#### ДАННЫЕ ДЛЯ УПРАЖНЕНИЯ ####

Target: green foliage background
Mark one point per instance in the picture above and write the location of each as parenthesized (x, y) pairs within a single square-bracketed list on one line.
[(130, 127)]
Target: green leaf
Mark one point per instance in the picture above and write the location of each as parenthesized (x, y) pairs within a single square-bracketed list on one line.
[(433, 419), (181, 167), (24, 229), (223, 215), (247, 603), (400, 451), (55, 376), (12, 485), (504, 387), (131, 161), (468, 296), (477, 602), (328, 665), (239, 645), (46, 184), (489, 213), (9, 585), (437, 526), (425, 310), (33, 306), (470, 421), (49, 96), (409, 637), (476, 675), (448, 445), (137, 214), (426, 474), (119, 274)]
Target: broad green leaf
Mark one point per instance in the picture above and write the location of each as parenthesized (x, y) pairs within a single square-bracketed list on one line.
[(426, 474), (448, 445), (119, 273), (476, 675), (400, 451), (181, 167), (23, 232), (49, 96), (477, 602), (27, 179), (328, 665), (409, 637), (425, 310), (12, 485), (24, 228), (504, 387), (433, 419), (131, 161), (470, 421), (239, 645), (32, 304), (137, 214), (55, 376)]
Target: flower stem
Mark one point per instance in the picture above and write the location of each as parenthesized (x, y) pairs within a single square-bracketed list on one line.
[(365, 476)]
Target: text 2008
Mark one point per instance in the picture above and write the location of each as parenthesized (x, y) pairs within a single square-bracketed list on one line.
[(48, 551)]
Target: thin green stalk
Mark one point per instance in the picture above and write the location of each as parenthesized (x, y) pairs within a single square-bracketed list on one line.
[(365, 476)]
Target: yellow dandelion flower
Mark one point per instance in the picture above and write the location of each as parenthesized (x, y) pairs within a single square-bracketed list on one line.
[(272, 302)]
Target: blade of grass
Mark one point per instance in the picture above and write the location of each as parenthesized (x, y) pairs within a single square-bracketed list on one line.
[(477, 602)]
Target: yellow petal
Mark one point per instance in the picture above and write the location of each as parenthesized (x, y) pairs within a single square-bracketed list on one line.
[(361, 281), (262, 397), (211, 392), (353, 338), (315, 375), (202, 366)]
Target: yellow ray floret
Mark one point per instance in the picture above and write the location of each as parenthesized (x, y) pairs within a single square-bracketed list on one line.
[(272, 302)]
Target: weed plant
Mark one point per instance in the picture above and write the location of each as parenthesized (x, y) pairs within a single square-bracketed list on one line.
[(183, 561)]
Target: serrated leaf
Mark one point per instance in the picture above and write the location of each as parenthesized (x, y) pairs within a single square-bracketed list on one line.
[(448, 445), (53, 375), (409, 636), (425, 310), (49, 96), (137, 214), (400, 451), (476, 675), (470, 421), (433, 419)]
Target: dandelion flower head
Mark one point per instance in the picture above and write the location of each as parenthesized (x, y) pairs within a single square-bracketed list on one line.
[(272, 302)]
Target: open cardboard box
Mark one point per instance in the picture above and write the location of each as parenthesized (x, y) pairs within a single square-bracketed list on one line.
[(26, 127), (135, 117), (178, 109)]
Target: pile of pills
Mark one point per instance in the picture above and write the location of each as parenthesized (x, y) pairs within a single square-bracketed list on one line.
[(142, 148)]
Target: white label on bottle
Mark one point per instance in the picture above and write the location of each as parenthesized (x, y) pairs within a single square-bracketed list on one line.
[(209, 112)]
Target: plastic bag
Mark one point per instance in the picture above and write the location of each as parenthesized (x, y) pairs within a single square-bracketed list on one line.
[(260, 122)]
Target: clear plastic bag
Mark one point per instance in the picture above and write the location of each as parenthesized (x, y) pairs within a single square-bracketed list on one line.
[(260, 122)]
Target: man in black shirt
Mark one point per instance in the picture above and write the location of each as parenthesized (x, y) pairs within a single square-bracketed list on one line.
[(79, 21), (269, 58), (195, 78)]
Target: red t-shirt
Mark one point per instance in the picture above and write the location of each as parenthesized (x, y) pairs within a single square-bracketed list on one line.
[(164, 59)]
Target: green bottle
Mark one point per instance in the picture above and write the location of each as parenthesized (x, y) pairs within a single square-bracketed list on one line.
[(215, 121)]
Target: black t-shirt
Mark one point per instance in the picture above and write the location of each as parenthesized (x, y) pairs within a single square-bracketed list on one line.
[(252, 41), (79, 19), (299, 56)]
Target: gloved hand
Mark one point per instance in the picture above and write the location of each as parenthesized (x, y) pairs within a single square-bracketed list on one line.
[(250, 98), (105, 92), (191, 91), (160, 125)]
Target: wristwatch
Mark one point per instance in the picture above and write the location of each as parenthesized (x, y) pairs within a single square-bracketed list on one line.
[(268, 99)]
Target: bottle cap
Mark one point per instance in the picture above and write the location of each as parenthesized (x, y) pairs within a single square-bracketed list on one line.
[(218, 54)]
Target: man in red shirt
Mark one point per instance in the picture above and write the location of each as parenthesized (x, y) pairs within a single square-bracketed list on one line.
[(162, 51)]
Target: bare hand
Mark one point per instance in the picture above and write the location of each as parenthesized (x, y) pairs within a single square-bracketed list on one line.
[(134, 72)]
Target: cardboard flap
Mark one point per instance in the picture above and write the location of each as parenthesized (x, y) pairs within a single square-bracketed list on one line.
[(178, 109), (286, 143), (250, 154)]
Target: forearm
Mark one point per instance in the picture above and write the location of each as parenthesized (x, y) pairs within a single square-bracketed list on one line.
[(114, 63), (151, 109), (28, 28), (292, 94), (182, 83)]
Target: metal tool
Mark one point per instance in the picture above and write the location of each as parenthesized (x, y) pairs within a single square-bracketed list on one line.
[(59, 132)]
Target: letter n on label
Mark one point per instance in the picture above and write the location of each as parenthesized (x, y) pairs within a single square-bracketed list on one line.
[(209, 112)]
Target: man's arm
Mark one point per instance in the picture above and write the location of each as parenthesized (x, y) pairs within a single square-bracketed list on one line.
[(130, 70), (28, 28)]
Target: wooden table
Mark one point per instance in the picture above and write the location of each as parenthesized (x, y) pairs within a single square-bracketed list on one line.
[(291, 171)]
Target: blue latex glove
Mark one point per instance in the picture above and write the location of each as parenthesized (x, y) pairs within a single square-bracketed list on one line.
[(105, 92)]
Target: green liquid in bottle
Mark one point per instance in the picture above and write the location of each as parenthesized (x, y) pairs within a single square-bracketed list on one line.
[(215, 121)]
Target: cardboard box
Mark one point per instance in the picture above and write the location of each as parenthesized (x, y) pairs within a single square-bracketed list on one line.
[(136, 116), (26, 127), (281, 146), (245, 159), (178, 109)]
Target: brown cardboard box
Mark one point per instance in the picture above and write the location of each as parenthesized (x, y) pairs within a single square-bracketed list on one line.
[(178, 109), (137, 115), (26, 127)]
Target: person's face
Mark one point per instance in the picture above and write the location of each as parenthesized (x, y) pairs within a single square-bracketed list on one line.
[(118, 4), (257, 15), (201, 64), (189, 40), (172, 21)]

####

> **ОПИСАНИЕ ЗАДАНИЯ**:
Продублируйте все данные выше строка в строку, ничего не меняя.

> **ПРАВИЛЬНЫЙ ОТВЕТ**:
Target: green foliage background
Mark one point per instance in the picture above and write the location of each as parenthesized (x, y) pairs within a single square-bracketed list on one line.
[(130, 127)]
Target: green leaf
Mark one point per instance in the picture above and write the location of each as parenthesized (x, y) pairs within a single square-bracketed list on one line.
[(433, 419), (181, 167), (24, 229), (223, 215), (247, 603), (400, 451), (55, 376), (12, 485), (504, 387), (131, 161), (468, 296), (477, 602), (328, 665), (239, 645), (46, 184), (489, 213), (9, 585), (437, 526), (425, 310), (33, 306), (470, 421), (49, 96), (409, 637), (476, 675), (448, 445), (137, 214), (426, 474), (119, 274)]
Target: broad green leaf
Mark one point per instance in the picture above and write the location of each as parenthesized (x, y) pairs within a single square-bracketed list on one line.
[(426, 474), (448, 445), (119, 273), (476, 675), (400, 451), (181, 167), (23, 232), (49, 96), (477, 602), (27, 179), (328, 665), (409, 637), (425, 310), (12, 485), (24, 228), (504, 387), (433, 419), (131, 161), (470, 421), (239, 645), (32, 304), (137, 214), (55, 376)]
Target: flower stem
Mark one point per instance in the picture above and write the location of each as parenthesized (x, y) pairs within a single square-bracketed list on one line.
[(365, 476)]
Target: text 2008
Mark one point per instance in the picture above and write the location of each as parenthesized (x, y) pairs within a single square-bracketed list on one line.
[(48, 551)]
Target: thin green stalk
Mark one point per instance in the picture above and write the location of each as parenthesized (x, y) pairs within a single square-bracketed list on one line.
[(365, 476)]
Target: yellow dandelion flower
Mark one point per instance in the picture above and write the location of each as parenthesized (x, y) pairs within a single square-bracketed list on one line.
[(272, 302)]
Target: blade of grass
Mark one point per instance in the picture above and write the location of each as parenthesized (x, y) pairs within a single square-bracketed list on one line.
[(477, 602)]
Target: yellow petal
Mark one point per instance in the picture above and write the location of each as parenthesized (x, y) pairs within a single square-bracketed list on one line.
[(361, 281), (262, 397), (211, 392), (353, 338), (315, 375), (202, 366)]
Target: yellow ray floret
Mark one point per instance in the picture above and write the location of each as parenthesized (x, y) pairs within a single square-bracketed list on one line.
[(272, 302)]
Target: weed plant
Mark one point per instance in the picture above and write the location of each as parenthesized (x, y) pairs within a single square-bracketed list on one line.
[(183, 561)]
Target: serrated leaf
Mark one point per instance in the picture above and write the location of each as parenthesized (x, y) pairs within a single square-bracketed list on one line.
[(448, 445), (53, 375), (409, 636), (425, 310), (49, 96), (137, 214), (400, 451), (476, 675), (470, 421), (433, 419)]
Target: dandelion flower head
Mark one point per instance in the picture above and write the location of each as parenthesized (x, y) pairs within a single square-bracketed list on one line.
[(272, 302)]
Target: open cardboard box
Mark one point per instance in the picture above and write the location of each as parenthesized (x, y) pairs within a single square-bracketed list on one line.
[(26, 127), (135, 117), (178, 109)]
Target: pile of pills
Mark one point per instance in the picture above and write the location of each as parenthesized (x, y) pairs within a single square-bracketed list on one line.
[(142, 148)]
Target: white label on bottle
Mark one point per instance in the picture above and write the location of each as parenthesized (x, y) pairs within a single square-bracketed list on one line.
[(209, 112)]
Target: plastic bag
Mark one point per instance in the picture above and write the location of each as parenthesized (x, y) pairs within a single square-bracketed list on one line.
[(260, 122)]
Target: clear plastic bag
Mark one point per instance in the picture above and write the location of each as parenthesized (x, y) pairs within a single square-bracketed list on one line.
[(260, 122)]
Target: man in black shirt
Mark one point per instance in the picture above and write the location of each as parenthesized (x, y) pairs within a single square-bracketed list on one line.
[(79, 21), (269, 58), (195, 78)]
Target: red t-shirt
Mark one point per instance in the picture above and write the location of each as parenthesized (x, y) pairs within a single square-bracketed list on one line.
[(164, 59)]
Target: green bottle
Mark one point per instance in the picture above and write the location of each as parenthesized (x, y) pairs within a single square-bracketed list on one line.
[(215, 121)]
Target: black t-shirt
Mark one point per instance in the picture above and write the location of each as parenthesized (x, y) pairs within a single square-bracketed list on one line.
[(252, 41), (79, 19), (299, 56)]
Target: gloved hand
Mark one point per instance in the picture above and write the location of each as parenthesized (x, y) pairs within a single square-bracketed list on one line.
[(250, 98), (105, 92), (191, 91), (160, 125)]
Target: wristwatch
Mark one point per instance in the picture above and write the location of each as parenthesized (x, y) pairs within a single square-bracketed list on one line.
[(268, 99)]
Target: bottle cap
Mark one point per instance in the picture above and write the location of each as parenthesized (x, y) pairs within a single square-bracketed list on one line.
[(218, 54)]
Target: man in red shirt
Mark one point per instance in the picture above and write the location of each as parenthesized (x, y) pairs within a single square-bracketed list on one line.
[(162, 51)]
Target: bare hand
Mark one point per instance in the picture above and write the location of each as parenthesized (x, y) pairs within a single square-bracketed list on one line.
[(134, 72)]
Target: cardboard flap
Mark one point per instance in the picture above and write the location of each as parenthesized (x, y) pairs within a single square-bracketed list on one line.
[(178, 109), (286, 143), (250, 154)]
Target: forearm
Mark one point per instance in the picture above and write the location of each as parenthesized (x, y) pairs within a single square-bracketed list on one line.
[(114, 63), (151, 109), (28, 28), (292, 94), (182, 83)]
Target: metal tool
Mark one point per instance in the picture above and write the location of each as parenthesized (x, y) pairs within a single square-bracketed list on one line.
[(59, 132)]
Target: letter n on label
Mark one point per instance in the picture above and write the location of each as parenthesized (x, y) pairs within a single square-bracketed list on one line.
[(209, 112)]
Target: man's arm
Mark one point per instance in the picture above and write the location of each as parenthesized (x, y) pairs within a single square-bracketed list on one line.
[(130, 70), (28, 28)]
Target: wooden table
Mark one point per instance in the picture above and write the location of each as parenthesized (x, y) pairs within a single square-bracketed list on one line.
[(291, 171)]
Target: blue latex glove
Mark one point per instance in the picture above and write the location of each as parenthesized (x, y) pairs within a single square-bracketed list on one line.
[(105, 92)]
Target: green liquid in bottle
Mark one point per instance in the picture above and write the location of each as parenthesized (x, y) pairs within a single square-bracketed list on one line.
[(215, 121)]
Target: cardboard box
Mark one point per instance in the picture above and write the location of each as parenthesized (x, y) pairs within a single square-bracketed list on one line.
[(136, 116), (26, 127), (281, 146), (245, 159), (178, 109)]
Target: brown cardboard box
Mark one point per instance in the picture above and write the location of each as parenthesized (x, y) pairs within a single square-bracketed list on one line.
[(178, 109), (137, 115), (26, 127)]
Target: person's face
Mark one point per instance in the picture above and write the location of each as parenthesized (x, y) pairs within a single square-bracketed list on one line.
[(118, 4), (257, 15), (201, 64), (189, 40), (172, 21)]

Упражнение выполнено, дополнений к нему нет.